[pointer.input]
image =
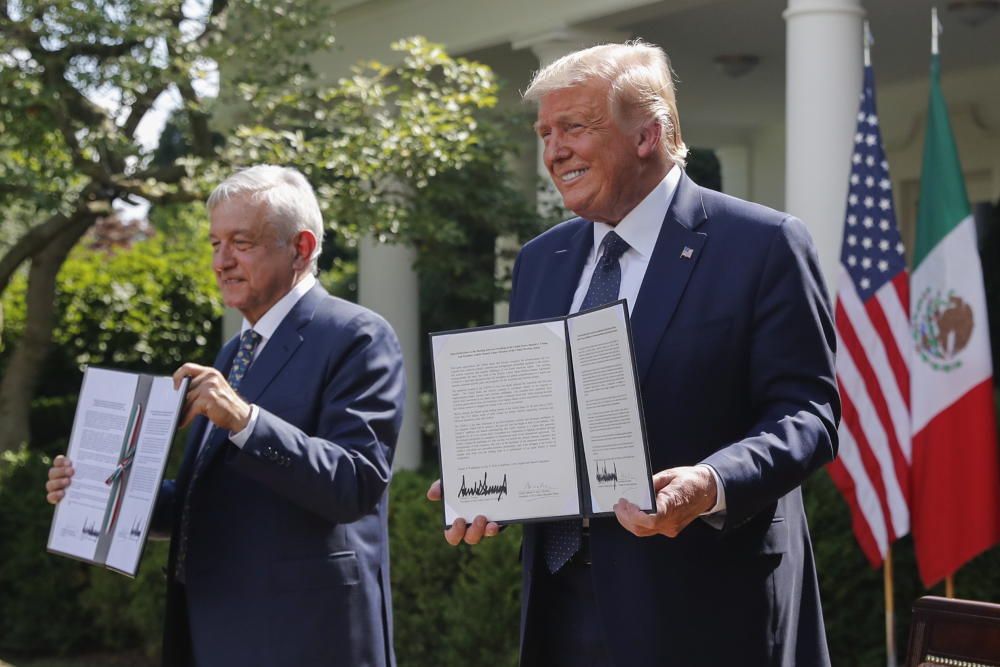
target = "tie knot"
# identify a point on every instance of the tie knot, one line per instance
(249, 340)
(614, 247)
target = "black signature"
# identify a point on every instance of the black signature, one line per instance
(483, 488)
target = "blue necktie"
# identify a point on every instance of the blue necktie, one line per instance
(561, 539)
(244, 355)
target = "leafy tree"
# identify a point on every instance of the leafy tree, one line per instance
(77, 79)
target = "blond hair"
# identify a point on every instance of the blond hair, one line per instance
(641, 86)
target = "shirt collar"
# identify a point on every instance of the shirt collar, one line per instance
(269, 321)
(641, 226)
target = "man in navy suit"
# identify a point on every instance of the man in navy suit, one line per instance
★ ★ ★
■ **WHAT TO DO**: If a line in the material holds "navy", copy it.

■ **RESULT OF THIS TASK**:
target = "man in navy suit"
# identify a point on every instance of the man in navy suit, one line per instance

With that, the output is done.